The expected output is the data itself, duplicated in full.
*** Opening of INFORMATION SUPPLIED ***
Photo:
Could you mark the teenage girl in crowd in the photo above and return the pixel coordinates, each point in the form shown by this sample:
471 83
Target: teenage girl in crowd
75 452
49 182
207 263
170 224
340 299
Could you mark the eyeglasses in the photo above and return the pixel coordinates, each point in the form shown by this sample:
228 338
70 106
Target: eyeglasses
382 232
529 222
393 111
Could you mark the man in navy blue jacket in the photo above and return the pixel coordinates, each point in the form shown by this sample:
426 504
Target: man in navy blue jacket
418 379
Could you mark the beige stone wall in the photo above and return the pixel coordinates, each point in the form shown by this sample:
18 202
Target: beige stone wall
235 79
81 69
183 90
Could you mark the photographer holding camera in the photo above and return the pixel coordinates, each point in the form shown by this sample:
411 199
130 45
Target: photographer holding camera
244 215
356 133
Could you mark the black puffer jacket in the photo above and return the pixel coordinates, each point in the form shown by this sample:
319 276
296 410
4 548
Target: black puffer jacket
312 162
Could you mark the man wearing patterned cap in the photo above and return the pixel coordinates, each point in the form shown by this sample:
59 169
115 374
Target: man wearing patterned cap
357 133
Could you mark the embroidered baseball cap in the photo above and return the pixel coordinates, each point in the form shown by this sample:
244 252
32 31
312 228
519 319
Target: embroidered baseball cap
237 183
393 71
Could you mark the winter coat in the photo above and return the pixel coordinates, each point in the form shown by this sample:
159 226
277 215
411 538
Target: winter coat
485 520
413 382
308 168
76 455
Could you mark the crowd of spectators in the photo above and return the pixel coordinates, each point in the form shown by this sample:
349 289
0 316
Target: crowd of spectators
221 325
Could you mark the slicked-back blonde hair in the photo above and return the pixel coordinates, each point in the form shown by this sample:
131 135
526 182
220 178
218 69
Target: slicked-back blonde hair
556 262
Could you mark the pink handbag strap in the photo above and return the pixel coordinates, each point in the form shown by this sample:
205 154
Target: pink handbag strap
*** Close of INFORMATION SUPPLIED ***
■ **TASK RESULT**:
Photo:
Could you mark the teenage girl in crowd in the photo above and return the pixel coordinates, each point in the form shown by this sample:
471 83
Target: teenage girl in crowd
75 452
49 182
207 263
170 224
340 299
Could you mark the eyeglasses in the photo above and return the pixel coordinates, each point in the form shown by this sample:
228 338
70 106
Target: eyeglasses
382 232
529 222
393 111
Could you mark the man in navy blue jacket in the photo above and return the pixel coordinates, each point in the form shown by this sample:
426 504
Target: man in navy blue jacket
418 379
Could you mark the beige stone wall in the photo above and return the pixel coordinates, each point in the form shown by this sample:
18 202
Target: beige stone wall
235 79
81 69
183 90
Could you mark the photographer holding camera in the photo above and return the pixel coordinates, each point in the form shown by this sample:
411 199
130 45
Target: photographer holding camera
244 215
356 133
Could you mark the black puffer jacket in the photo above and return the pixel coordinates, each point in the form shown by this sample:
319 276
296 410
4 548
Target: black puffer jacket
312 162
Could you mark the man wearing patterned cap in the photo above and return the pixel coordinates, each point in the form shown by this sample:
59 169
115 374
Target: man wearing patterned cap
357 133
Could you mark the embroidered baseball cap in the photo above and return the pixel coordinates, each point in the form shown by this sample:
244 252
32 31
312 228
519 319
Target: embroidered baseball cap
237 183
393 71
Could you mark the winter coat in the photo above and return the pixel coordinates, each point in the form shown by this sample:
159 226
277 215
411 538
Target: winter coat
485 520
413 382
308 168
76 455
Could you mark the crowd of spectators in the photo above and return the pixel coordinates, each point in the form shown by this sample:
349 289
0 316
Target: crowd of spectators
221 325
Could you mark the slicked-back blonde hair in the photo above and return the pixel coordinates, each point in the form shown by this sample:
131 135
526 182
220 178
218 69
Target: slicked-back blonde hair
556 262
Could you mark the pink handbag strap in the photo above and return the pixel coordinates, each point in the form shown by this sample:
205 154
Target: pink handbag strap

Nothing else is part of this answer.